Document text >>

/---

Even if we are looking at the best case scenario, in which all proceeds go toward children with learning disabilities or physical limitations, calling them “retarded” is not only politically incorrect – it is just plain rude, mean and uncalled for.
Who would willingly name their pizza parlor after an STD? According to healthline.com, herpes can “cause cold sores and fever blisters around the mouth and on the face,” which is definitely not what one would or should want people to associate with the edibles served.
What we find even more peculiar is the fact this place appears to be void of customers, which highly suggests it is best to stay clear of the food and employees around in this joint.
Resembling the Harper Lee novel To Kill A Mockingbird which was published in 1960, it is very likely the owners of this Mexican Bar And Grill wanted to gain the same amount of recognition as the book, as it was immediately successful, landed the much envied Pulitzer Prize, and has become a masterpiece and embodiment of classic American literature.
We like this play on words, since maybe it’ll remind someone to pick up the book and read the all-time favorite like they always intended on doing but have never gotten around to.
Deep Fried Friends
Every kid’s worst nightmare has just come true – the same animated Pixar movie that made us fall in love with creatures of the sea and wonder if sharks are not all bad after all was just desecrated by this fish and chips fast food restaurant.
Finding Nemo was a tremendously successful movie that was favored by children and adults alike, as well as gave us a glimpse of what sea life is like. Now, it’s cruelly used to sell fried fish.
Ho Ho Ho
This title is pretty self-explanatory, so there is not much that can be said about a sign calling out such a statement.
We will add, however, that for a place that sells edible goods – and sloppy burgers at that – you would think a more appetizing sign would be hung on top of this joint… Especially considering it has not even been opened yet and needs to draw in as many customers as possible for its grand opening.
Walk A Mile In Their Infected Shoes
MedicineNet describes Athlete’s Foot as “a common disorder of the feet characterized by scaling and/or blistering of the soles, fissures of the toe webs, and itching.”
In addition to the fungal infections of the feet being highly contagious to others, it is also quite likely to spread to other parts of the body if not treated properly. For this reason exactly, it remains unclear why any business, especially a shoe store, would ever want to be associated with the common skin infection.
No Pun Intended
Richards around the world have, unfortunately for them, been commonly referred to as Dick. This is an unlucky nickname many wish they could avoid, but for some unknown reason, it has stuck.

\---

Information supplied >>
/---

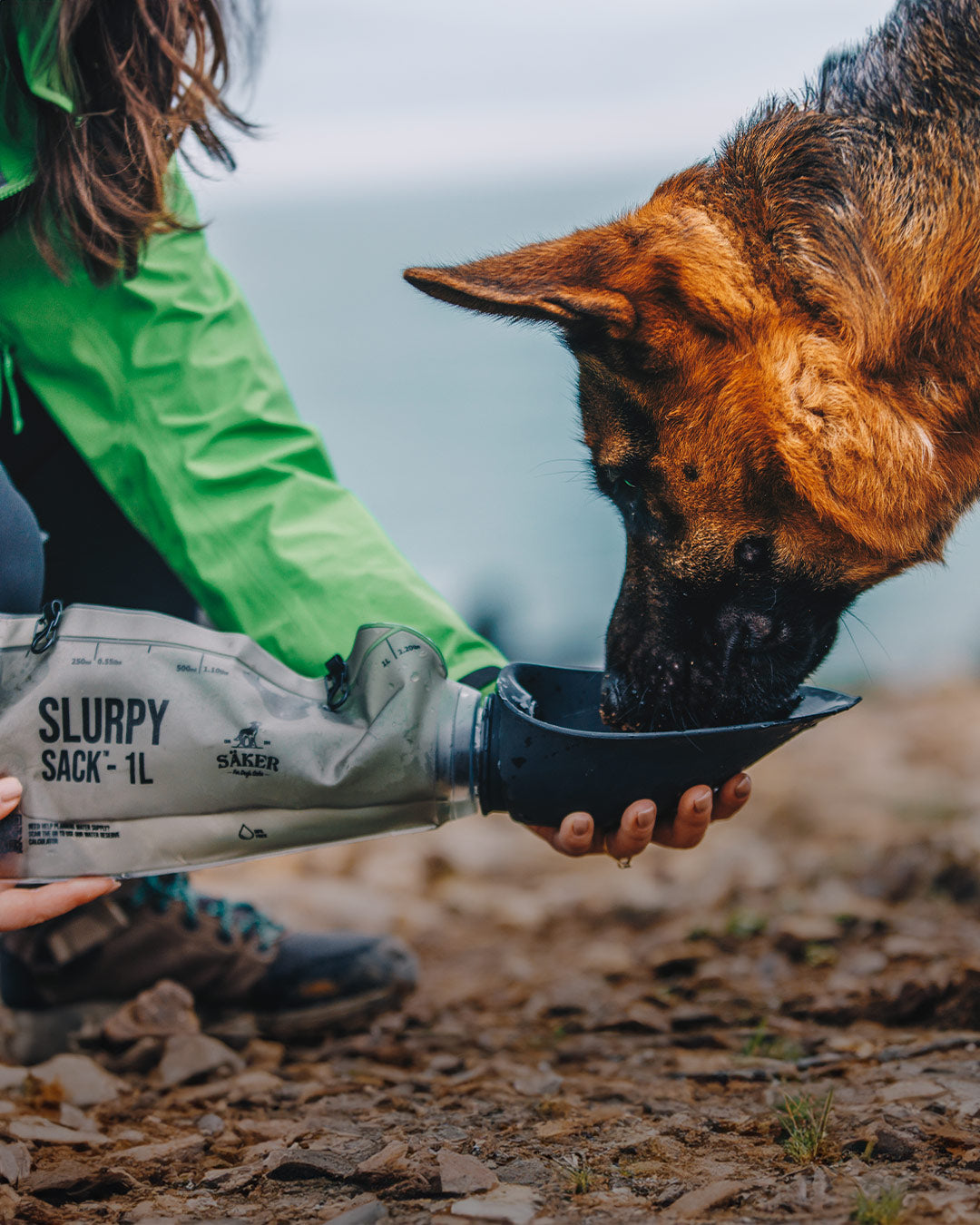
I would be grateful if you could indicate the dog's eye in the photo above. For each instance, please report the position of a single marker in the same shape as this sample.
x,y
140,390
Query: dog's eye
x,y
753,554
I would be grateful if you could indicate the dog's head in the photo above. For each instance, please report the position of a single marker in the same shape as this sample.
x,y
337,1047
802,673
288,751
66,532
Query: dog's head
x,y
744,412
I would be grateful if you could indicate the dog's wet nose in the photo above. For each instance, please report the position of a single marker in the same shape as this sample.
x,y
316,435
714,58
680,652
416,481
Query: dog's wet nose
x,y
745,629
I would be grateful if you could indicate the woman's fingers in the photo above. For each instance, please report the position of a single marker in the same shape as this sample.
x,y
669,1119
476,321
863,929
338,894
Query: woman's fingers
x,y
731,797
641,825
24,908
691,821
576,835
634,830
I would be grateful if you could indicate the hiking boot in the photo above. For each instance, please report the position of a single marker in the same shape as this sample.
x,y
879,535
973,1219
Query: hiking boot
x,y
62,979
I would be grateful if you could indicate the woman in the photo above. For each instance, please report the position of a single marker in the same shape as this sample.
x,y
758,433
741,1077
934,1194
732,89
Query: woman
x,y
149,429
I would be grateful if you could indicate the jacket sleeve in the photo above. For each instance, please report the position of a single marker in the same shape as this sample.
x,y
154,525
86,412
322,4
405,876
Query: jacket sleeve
x,y
167,388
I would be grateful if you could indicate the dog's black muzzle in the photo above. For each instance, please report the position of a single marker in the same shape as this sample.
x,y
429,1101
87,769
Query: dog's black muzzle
x,y
713,654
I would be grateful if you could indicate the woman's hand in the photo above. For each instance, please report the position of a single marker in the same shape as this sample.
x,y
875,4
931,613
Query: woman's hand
x,y
641,826
24,908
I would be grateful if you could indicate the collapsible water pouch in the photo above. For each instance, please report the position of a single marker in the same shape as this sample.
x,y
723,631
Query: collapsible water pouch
x,y
149,744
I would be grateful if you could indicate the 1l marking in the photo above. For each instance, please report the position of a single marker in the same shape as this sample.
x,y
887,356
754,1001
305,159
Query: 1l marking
x,y
137,760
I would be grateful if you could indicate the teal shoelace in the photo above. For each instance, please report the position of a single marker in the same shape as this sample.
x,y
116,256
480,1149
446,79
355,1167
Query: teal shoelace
x,y
235,917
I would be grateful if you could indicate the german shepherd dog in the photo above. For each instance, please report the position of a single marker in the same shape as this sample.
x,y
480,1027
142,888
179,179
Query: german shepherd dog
x,y
779,369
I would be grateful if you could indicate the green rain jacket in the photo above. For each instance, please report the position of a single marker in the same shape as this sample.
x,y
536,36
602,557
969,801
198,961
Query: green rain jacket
x,y
164,385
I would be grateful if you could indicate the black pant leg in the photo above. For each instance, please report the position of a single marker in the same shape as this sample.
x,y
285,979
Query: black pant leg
x,y
93,554
21,552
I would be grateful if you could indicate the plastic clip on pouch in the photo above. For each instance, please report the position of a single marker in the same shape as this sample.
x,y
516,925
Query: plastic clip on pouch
x,y
149,744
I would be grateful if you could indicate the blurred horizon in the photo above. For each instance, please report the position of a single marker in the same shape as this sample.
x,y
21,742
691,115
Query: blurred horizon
x,y
398,136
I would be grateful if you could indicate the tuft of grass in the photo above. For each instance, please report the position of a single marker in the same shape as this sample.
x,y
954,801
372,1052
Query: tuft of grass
x,y
770,1046
578,1172
580,1180
745,924
804,1121
882,1208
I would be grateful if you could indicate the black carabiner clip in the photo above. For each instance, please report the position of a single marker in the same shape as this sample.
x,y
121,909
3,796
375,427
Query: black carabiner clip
x,y
337,682
45,631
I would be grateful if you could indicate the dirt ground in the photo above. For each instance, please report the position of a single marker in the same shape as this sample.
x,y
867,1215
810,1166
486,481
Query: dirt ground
x,y
588,1044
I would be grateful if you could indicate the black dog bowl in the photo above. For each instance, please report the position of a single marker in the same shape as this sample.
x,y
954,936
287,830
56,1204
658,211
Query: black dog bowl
x,y
546,752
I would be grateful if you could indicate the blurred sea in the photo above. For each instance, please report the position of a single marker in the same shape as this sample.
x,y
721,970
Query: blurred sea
x,y
459,433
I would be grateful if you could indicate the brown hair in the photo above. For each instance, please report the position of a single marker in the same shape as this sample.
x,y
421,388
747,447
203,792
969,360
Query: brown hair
x,y
143,74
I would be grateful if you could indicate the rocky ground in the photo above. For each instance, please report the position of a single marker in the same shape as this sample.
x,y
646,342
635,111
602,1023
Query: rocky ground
x,y
780,1025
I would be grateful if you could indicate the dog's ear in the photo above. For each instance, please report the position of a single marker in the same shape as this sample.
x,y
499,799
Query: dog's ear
x,y
556,282
657,263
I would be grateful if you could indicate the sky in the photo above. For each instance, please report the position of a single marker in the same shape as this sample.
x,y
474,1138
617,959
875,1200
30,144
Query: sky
x,y
358,95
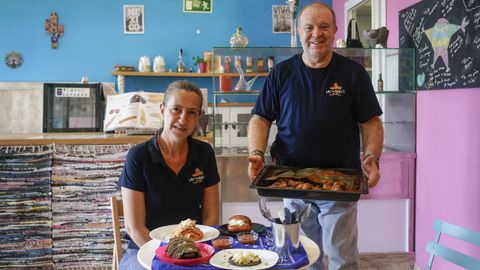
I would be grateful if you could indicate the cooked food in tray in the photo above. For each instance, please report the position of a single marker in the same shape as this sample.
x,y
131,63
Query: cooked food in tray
x,y
188,229
245,258
182,248
311,179
311,183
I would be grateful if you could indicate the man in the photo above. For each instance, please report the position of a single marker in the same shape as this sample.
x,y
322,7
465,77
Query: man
x,y
321,102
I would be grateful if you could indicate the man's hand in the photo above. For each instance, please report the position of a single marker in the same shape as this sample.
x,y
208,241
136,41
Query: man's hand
x,y
370,168
255,165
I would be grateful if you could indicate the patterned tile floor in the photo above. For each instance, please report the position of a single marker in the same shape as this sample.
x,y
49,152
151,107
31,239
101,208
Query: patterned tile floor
x,y
368,261
385,261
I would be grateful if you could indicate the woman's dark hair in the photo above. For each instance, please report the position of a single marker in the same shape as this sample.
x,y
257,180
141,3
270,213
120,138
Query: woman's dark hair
x,y
182,85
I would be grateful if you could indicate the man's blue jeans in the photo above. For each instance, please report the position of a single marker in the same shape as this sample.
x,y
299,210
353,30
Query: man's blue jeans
x,y
333,226
129,260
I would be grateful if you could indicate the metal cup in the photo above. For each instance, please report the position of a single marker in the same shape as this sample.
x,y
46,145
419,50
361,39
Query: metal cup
x,y
283,234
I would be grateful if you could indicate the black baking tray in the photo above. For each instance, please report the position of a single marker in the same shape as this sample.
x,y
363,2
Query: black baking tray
x,y
355,180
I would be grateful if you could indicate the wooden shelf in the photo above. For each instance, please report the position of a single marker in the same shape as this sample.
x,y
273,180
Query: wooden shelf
x,y
184,74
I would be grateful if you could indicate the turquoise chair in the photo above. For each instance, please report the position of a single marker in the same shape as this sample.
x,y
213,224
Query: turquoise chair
x,y
436,249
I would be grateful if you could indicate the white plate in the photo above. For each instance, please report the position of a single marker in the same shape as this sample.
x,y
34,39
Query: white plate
x,y
220,259
163,233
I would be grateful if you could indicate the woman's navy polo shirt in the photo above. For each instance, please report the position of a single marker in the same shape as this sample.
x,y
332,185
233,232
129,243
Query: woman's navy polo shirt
x,y
317,111
169,198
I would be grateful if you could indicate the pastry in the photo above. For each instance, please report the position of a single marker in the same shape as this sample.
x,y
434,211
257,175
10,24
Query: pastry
x,y
239,223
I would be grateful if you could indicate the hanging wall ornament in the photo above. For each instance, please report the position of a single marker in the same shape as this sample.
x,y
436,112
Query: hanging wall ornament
x,y
54,30
14,59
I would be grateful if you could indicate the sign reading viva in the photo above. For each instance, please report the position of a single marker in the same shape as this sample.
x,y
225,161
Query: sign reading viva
x,y
197,6
133,19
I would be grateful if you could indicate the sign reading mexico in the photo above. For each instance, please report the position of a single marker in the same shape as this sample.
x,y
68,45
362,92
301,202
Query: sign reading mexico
x,y
133,19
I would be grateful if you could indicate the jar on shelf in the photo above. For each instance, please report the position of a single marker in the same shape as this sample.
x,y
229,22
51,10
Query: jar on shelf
x,y
238,39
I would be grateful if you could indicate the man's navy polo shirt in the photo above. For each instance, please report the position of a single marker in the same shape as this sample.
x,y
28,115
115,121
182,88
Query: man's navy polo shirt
x,y
169,198
317,111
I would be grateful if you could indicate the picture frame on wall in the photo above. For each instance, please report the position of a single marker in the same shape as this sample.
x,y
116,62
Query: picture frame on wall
x,y
198,6
133,19
281,19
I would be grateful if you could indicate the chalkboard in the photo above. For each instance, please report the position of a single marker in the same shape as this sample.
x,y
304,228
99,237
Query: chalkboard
x,y
446,38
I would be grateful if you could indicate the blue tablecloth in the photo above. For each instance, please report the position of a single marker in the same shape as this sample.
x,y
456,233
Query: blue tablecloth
x,y
293,260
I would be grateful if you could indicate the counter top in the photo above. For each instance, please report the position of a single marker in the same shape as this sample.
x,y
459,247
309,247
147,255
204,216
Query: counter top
x,y
70,138
75,138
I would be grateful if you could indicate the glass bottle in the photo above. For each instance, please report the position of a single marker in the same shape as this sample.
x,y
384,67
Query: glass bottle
x,y
270,63
260,65
249,64
380,83
226,67
180,64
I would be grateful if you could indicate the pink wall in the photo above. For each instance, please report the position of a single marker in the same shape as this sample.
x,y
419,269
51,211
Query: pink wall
x,y
448,166
448,153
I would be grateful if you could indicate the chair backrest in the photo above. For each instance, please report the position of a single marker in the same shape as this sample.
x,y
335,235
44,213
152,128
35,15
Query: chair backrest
x,y
436,249
117,213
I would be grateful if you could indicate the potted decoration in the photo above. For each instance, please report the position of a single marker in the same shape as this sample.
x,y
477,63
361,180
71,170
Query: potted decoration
x,y
202,65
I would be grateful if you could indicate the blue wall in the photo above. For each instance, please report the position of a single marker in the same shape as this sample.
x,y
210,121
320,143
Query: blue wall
x,y
94,41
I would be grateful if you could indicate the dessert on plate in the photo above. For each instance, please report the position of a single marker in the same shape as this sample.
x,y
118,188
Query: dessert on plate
x,y
188,229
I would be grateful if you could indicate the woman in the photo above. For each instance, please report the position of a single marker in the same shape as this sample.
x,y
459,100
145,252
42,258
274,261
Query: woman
x,y
170,177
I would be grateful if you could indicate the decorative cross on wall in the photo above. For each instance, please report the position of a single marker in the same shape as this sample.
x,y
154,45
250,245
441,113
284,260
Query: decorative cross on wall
x,y
54,29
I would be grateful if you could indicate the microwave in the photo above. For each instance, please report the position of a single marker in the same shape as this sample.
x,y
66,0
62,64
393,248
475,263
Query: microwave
x,y
73,107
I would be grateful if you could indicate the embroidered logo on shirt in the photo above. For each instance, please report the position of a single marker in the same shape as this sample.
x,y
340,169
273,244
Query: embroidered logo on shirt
x,y
197,177
335,90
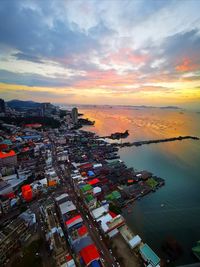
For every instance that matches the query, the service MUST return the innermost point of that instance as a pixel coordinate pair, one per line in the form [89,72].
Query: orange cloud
[186,65]
[107,78]
[126,55]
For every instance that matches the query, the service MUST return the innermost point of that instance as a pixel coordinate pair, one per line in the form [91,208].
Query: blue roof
[149,255]
[81,243]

\---

Exercise instructions >>
1 > According to the text on oddly named businesses, in what year was To Kill A Mockingbird published?
2 > From the text on oddly named businesses, reproduce the passage starting with "Who would willingly" and going on through "the edibles served.".

Results for each task >>
1 > 1960

2 >
Who would willingly name their pizza parlor after an STD? According to healthline.com, herpes can “cause cold sores and fever blisters around the mouth and on the face,” which is definitely not what one would or should want people to associate with the edibles served.